**What needs to be done:**
Copy out all lines of the listing below that hold "painted".

**Provided records:**
===============

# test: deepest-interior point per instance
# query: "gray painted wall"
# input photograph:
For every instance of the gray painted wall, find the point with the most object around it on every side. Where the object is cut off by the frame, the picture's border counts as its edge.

===============

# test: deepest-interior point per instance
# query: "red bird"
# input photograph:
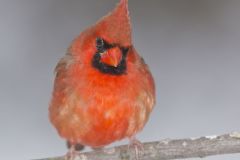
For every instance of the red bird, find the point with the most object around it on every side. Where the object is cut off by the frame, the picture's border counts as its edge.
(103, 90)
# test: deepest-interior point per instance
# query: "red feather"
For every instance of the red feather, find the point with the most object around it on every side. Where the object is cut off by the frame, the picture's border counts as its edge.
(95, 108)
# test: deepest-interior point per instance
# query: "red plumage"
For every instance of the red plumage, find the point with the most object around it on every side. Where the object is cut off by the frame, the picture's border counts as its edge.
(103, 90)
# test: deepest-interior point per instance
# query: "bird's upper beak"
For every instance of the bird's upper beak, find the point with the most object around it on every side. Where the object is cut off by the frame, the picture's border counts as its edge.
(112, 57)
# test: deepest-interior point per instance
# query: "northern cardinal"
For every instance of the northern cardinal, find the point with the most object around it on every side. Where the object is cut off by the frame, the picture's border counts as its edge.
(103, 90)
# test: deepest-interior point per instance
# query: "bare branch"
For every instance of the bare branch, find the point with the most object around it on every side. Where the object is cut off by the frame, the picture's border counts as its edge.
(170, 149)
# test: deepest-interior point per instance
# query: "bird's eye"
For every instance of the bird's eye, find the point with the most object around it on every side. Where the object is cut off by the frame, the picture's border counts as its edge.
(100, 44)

===============

**Task answer:**
# query: "gray painted wall"
For every instance of the gray painted wall, find the point with the most object around it on every side. Where the object is cut off by the frame, the picture's border counts as its edge.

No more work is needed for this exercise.